(Text excerpt)
Saturday, October 30, 2010

Spooky Toffee Cake with Dark Chocolate Icing



My roommates and I are throwing a Halloween party, tonight in fact! In honor of the occasion, I made these cute mummy dogs, as well as the monstrous creation you can see above. I had a slice early to taste-test it, and it is pretty darn delicious. The frosting is made with Hershey's Dark chocolate cocoa, and on the whole the cake ended up being very very rich. Its the kind of cake you only need a thin slice of, since it's so packed with chocolately goodness. The cake itself is based off of a yellow cake recipe, I added grated Symphony bar pieces for extra flavor and and for some brown spots in the greenness of the cake. It came out suuuuuper moist and buttery, just the way I like it! I also really like how the dark chocolate frosting came out almost black-looking, it makes for an extra-creepy pairing with the green cake, I think :) I hope you guys like it as much as I do, Happy Halloween!!!!!


Green Cake

Ingredients:

3 and 1/4 Cups Regular Flour, (NOT cake flour)
2 Cups Sugar
1 and 1/4 Cups Milk, luke warm
3/4 Cup Sweet Cream Salted Butter, soft
4 Eggs
2 and 1/2 Teaspoons Baking Powder
2 Teaspoons Vanilla Extract
1/2 Teaspoon Salt
48 Drops Blue Food Coloring




Preheat the oven to 350 degrees Fahrenheit. In a large bowl, stir together the flour, sugar, salt and baking powder until well blended. Add the butter and beat with an electric mixer until the mixture looks grainy. Add the milk and vanilla extract and mix together at medium speed for one minute. Add one egg at a time, beating at medium high speed for 30 seconds after each addition.


Once you have added all of the eggs, add the food coloring and blend until the mixture is the same color throughout. Then gently stir in the grated Symphony bar using a wooden spoon. Pour the cake mixture evenly into two well-greased 9-inch circular cake pans. Bake for 25-35 minutes, or until a knife or toothpick inserted into the middle of each cake layer comes out clean. Allow the cake to cool for 15 minutes after removing it from the oven.

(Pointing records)
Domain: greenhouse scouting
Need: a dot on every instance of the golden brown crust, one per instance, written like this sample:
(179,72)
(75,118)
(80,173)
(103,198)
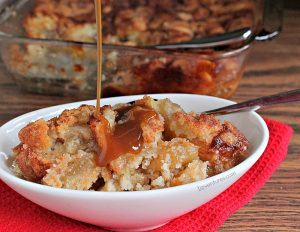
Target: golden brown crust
(130,22)
(35,135)
(30,163)
(178,148)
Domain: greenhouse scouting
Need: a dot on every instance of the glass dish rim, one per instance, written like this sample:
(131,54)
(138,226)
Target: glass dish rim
(8,38)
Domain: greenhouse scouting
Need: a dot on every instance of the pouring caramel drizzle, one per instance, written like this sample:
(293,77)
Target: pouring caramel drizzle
(99,54)
(127,136)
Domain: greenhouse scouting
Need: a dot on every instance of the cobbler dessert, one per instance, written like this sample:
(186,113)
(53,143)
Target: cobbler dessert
(144,145)
(66,70)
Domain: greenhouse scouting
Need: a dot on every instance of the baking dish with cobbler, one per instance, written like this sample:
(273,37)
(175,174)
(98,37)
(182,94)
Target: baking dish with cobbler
(51,46)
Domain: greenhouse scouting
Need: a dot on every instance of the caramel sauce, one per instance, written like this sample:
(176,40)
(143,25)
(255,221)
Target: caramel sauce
(99,53)
(127,136)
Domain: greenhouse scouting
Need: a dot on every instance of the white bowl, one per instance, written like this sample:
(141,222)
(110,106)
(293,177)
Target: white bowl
(133,211)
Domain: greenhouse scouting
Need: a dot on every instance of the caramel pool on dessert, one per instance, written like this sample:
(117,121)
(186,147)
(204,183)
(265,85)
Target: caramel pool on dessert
(141,146)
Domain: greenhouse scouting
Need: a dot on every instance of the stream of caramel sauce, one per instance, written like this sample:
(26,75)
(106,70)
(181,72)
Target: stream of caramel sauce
(127,136)
(98,7)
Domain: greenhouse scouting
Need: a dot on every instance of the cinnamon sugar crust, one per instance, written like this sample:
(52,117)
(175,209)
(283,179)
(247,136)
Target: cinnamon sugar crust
(178,148)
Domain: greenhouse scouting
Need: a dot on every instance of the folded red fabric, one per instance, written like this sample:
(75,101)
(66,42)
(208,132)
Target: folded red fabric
(20,214)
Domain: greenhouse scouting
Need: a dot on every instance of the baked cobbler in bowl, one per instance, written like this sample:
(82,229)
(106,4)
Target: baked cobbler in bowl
(137,165)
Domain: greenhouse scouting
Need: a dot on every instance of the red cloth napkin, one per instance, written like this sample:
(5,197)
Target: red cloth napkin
(20,214)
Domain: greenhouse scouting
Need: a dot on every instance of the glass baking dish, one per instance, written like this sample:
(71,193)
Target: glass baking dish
(66,65)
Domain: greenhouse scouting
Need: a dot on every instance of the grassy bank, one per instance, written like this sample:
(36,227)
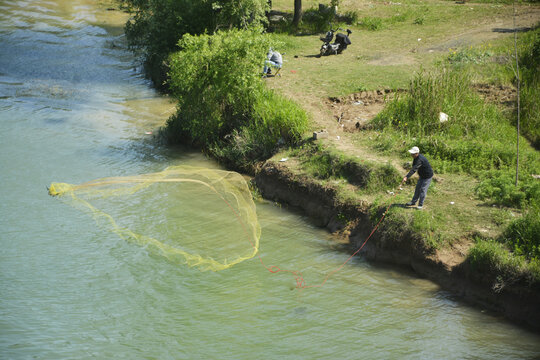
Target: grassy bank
(439,53)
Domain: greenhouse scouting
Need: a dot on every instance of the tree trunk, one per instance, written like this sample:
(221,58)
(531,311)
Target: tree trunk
(297,13)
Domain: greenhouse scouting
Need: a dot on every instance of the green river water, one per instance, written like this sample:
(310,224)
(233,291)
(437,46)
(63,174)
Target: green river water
(74,107)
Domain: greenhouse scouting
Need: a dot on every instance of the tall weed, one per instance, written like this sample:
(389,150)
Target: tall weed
(523,235)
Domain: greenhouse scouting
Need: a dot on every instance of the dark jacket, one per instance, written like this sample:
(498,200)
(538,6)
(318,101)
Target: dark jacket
(423,167)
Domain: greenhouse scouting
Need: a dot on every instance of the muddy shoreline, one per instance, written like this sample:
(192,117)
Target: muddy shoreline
(517,302)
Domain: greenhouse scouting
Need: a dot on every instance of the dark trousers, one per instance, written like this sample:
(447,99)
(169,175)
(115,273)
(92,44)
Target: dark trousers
(421,191)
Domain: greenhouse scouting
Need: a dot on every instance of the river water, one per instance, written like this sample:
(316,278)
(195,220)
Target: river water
(74,107)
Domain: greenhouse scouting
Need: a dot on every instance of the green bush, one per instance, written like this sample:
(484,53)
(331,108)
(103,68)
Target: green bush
(157,25)
(223,104)
(530,88)
(523,235)
(500,189)
(493,259)
(371,23)
(326,164)
(476,137)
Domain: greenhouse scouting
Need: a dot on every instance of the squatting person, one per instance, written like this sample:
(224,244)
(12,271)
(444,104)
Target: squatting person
(273,59)
(425,172)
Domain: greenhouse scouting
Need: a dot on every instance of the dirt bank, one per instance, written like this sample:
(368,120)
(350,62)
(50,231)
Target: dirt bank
(398,244)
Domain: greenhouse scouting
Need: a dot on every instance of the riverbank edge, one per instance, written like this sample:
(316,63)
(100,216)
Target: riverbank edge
(405,248)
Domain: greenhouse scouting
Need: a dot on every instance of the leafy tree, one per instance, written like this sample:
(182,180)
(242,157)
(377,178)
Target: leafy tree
(297,18)
(157,25)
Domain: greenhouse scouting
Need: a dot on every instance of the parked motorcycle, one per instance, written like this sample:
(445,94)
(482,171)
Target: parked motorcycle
(337,47)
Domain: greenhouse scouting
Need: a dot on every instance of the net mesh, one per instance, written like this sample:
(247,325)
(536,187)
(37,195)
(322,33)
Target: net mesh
(202,217)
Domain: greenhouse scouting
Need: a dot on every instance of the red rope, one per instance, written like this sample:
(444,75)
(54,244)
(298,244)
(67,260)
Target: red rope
(300,282)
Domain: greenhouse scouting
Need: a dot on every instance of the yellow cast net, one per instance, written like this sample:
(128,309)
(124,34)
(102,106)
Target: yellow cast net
(202,217)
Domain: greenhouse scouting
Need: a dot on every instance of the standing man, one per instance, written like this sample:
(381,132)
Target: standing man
(425,172)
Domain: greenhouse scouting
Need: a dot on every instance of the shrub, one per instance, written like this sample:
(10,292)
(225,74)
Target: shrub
(523,235)
(223,104)
(491,259)
(499,187)
(530,89)
(371,23)
(326,164)
(477,135)
(157,25)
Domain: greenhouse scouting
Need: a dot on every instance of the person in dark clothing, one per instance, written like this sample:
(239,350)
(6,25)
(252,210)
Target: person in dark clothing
(425,172)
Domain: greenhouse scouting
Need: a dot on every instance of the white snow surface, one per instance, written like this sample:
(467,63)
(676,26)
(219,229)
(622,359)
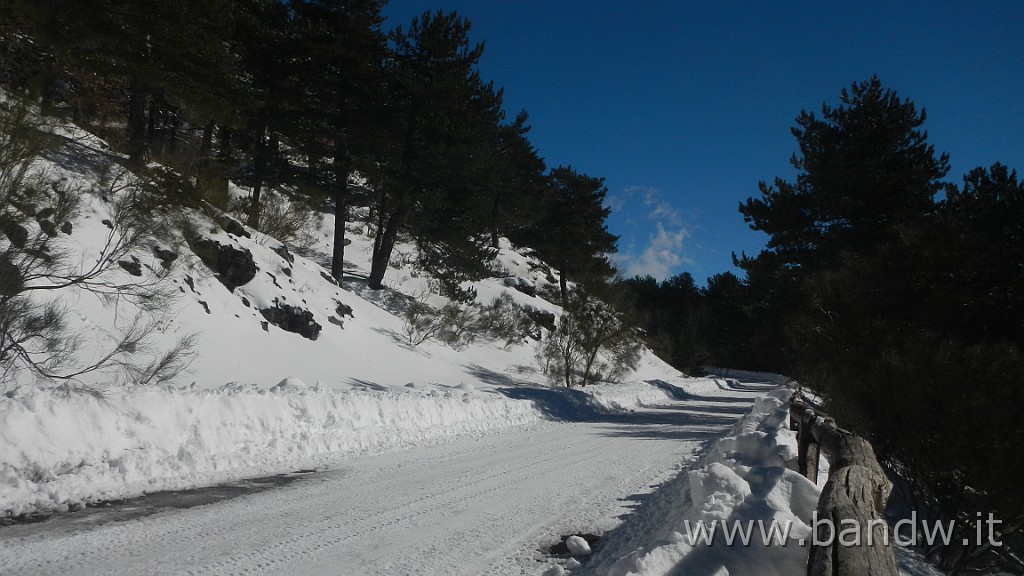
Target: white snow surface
(503,462)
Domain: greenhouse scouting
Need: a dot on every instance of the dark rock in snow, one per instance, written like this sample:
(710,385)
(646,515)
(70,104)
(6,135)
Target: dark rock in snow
(545,319)
(133,268)
(343,311)
(48,228)
(284,253)
(15,233)
(293,319)
(522,285)
(232,227)
(231,265)
(166,257)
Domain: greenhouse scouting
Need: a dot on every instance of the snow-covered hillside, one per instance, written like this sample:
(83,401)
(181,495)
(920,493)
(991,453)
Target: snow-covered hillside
(258,399)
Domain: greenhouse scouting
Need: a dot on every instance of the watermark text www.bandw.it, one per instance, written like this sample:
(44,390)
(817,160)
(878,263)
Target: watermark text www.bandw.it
(825,532)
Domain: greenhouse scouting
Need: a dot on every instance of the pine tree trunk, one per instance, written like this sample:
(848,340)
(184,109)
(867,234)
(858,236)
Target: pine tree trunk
(137,141)
(384,247)
(340,209)
(563,286)
(259,175)
(207,144)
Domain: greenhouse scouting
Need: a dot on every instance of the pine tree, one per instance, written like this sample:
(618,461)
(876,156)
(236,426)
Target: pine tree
(340,69)
(441,120)
(573,236)
(865,169)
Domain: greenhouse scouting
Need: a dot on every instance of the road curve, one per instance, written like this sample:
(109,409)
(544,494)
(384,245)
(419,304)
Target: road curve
(477,505)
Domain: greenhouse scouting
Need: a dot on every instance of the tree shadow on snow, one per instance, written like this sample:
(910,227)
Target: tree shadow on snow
(677,393)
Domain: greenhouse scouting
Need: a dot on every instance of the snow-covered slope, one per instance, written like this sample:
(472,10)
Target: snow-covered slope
(258,399)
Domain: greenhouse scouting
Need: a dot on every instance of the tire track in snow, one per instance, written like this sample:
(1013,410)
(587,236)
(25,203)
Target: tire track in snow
(476,505)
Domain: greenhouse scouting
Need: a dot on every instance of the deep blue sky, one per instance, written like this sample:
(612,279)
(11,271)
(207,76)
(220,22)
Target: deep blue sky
(684,107)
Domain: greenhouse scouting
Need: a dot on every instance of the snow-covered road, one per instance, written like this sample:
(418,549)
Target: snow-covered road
(477,505)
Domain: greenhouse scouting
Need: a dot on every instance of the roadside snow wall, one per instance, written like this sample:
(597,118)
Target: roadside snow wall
(743,480)
(64,448)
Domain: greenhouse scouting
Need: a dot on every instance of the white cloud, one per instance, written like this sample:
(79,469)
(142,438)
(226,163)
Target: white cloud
(663,255)
(656,207)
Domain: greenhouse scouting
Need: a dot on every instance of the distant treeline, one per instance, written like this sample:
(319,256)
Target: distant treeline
(301,96)
(894,292)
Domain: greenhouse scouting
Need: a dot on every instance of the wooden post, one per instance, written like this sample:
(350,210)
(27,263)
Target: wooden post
(852,535)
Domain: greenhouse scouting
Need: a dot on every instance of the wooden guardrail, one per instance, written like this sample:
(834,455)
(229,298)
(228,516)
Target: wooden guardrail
(853,499)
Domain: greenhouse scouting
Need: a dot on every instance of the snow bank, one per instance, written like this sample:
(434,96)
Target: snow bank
(62,448)
(742,478)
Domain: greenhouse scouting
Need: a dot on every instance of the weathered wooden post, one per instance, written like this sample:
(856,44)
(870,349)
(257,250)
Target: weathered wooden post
(852,536)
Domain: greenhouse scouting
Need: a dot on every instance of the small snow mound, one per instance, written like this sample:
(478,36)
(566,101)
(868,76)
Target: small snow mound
(578,545)
(554,571)
(289,384)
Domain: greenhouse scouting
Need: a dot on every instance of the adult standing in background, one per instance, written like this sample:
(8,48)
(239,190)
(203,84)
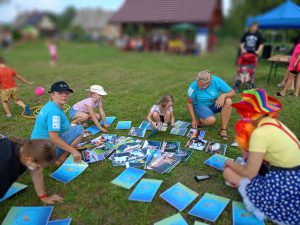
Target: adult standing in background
(252,41)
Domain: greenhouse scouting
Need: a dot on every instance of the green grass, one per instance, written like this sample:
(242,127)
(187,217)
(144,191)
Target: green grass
(134,81)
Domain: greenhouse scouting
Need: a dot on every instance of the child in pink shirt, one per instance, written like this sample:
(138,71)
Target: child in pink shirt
(53,52)
(84,109)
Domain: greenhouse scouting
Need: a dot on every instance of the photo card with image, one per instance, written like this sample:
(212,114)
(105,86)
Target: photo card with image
(209,207)
(216,148)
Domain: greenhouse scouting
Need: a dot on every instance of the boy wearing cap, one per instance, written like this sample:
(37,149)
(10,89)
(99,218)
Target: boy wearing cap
(84,109)
(52,123)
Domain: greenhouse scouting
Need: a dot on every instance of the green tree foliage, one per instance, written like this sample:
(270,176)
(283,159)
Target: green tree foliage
(63,21)
(234,24)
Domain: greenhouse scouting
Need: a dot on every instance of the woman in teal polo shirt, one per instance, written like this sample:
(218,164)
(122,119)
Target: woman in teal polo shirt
(208,95)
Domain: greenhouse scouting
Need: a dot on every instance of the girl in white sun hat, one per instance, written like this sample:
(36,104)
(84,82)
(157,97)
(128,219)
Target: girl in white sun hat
(84,109)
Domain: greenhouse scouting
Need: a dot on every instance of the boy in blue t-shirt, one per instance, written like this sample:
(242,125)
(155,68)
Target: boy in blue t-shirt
(208,95)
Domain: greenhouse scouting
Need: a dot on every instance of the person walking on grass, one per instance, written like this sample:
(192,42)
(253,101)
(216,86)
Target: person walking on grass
(9,88)
(17,156)
(208,95)
(84,110)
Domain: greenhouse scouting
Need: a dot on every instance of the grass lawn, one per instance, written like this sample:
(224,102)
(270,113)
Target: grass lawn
(134,81)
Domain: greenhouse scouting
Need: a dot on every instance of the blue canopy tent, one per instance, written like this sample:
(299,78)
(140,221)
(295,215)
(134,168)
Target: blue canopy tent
(284,16)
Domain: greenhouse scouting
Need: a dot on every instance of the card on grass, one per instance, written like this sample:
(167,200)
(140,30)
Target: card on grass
(197,144)
(176,219)
(216,148)
(69,170)
(240,215)
(209,207)
(137,132)
(185,154)
(93,129)
(16,187)
(145,190)
(181,124)
(200,223)
(37,215)
(217,161)
(123,125)
(146,125)
(234,144)
(179,196)
(66,221)
(178,131)
(170,146)
(128,177)
(109,120)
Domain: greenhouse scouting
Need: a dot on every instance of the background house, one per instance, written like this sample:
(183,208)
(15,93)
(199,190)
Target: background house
(150,15)
(94,22)
(36,20)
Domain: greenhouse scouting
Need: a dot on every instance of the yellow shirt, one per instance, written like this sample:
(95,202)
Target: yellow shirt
(279,148)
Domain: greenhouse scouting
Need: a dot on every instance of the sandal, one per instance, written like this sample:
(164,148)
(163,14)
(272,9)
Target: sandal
(224,136)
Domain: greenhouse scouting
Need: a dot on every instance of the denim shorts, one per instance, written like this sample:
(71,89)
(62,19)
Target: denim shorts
(72,113)
(204,111)
(69,136)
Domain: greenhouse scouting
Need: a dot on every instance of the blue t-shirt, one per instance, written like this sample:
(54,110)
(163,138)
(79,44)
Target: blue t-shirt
(50,118)
(207,96)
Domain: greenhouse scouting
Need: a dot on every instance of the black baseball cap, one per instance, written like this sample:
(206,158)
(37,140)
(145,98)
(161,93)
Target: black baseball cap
(60,86)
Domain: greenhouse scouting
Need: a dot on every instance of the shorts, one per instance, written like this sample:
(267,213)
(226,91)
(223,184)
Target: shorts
(204,112)
(72,113)
(11,93)
(69,136)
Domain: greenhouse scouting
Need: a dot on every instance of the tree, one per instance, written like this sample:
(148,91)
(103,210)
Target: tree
(235,23)
(64,20)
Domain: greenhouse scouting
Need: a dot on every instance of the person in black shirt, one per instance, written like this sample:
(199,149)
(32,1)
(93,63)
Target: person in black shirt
(16,156)
(251,41)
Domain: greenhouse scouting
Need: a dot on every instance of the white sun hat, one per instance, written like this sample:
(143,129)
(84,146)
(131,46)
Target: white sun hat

(Goals)
a) Based on the Halloween cake post, say whether each statement agrees with it: (i) the green cake calls for cake flour, (ii) the frosting is made with Hershey's Dark chocolate cocoa, (iii) the batter is baked in two 9-inch circular pans. Answer yes or no for each and quote the deciding words.
b) Copy the part of the Halloween cake post that opens with the words "2 Cups Sugar" and closes with "after each addition.", swapping "electric mixer" for "stand mixer".

(Results for each task)
a)
(i) No: "3 and 1/4 Cups Regular Flour, (NOT cake flour)"
(ii) Yes: "The frosting is made with Hershey's Dark chocolate cocoa"
(iii) Yes: "two well-greased 9-inch circular cake pans"

b)
2 Cups Sugar
1 and 1/4 Cups Milk, luke warm
3/4 Cup Sweet Cream Salted Butter, soft
4 Eggs
2 and 1/2 Teaspoons Baking Powder
2 Teaspoons Vanilla Extract
1/2 Teaspoon Salt
48 Drops Blue Food Coloring




Preheat the oven to 350 degrees Fahrenheit. In a large bowl, stir together the flour, sugar, salt and baking powder until well blended. Add the butter and beat with an stand mixer until the mixture looks grainy. Add the milk and vanilla extract and mix together at medium speed for one minute. Add one egg at a time, beating at medium high speed for 30 seconds after each addition.